▶ _PROBLEM REQUIREMENTS_
Identify each line in the records below that contains the word "layout", and copy it.

▶ _RECORDS SHOWN_
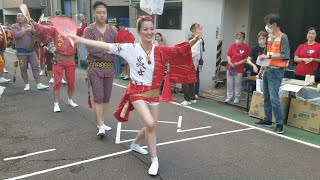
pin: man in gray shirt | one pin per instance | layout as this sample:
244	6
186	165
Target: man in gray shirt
278	53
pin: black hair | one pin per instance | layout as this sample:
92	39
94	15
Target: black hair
192	26
99	3
272	18
242	34
310	29
141	20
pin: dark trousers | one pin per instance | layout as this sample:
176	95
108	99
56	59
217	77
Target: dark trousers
188	91
197	84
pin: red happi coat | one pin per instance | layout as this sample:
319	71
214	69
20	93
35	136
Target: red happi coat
182	70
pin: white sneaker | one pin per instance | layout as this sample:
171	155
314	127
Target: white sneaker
63	81
4	80
153	170
185	103
137	148
42	73
56	107
41	86
236	100
126	77
101	132
27	87
228	100
71	103
107	128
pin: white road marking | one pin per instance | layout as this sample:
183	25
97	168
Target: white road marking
167	122
123	152
124	141
130	130
244	124
1	90
194	129
118	133
27	155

▶ _WRITTEN ANSWER_
pin: man in gray shirt | one pin per instance | layout as this sample:
pin: black hair | one pin per instance | layout as this sample:
pin: dark trousers | one pin per instance | layout as this sample:
pin: red happi coat | one pin per instance | layout as this sample:
pin: white sneaker | one pin per instance | layout as this sample:
pin: white road marking | one pin per instance | layout as this sample:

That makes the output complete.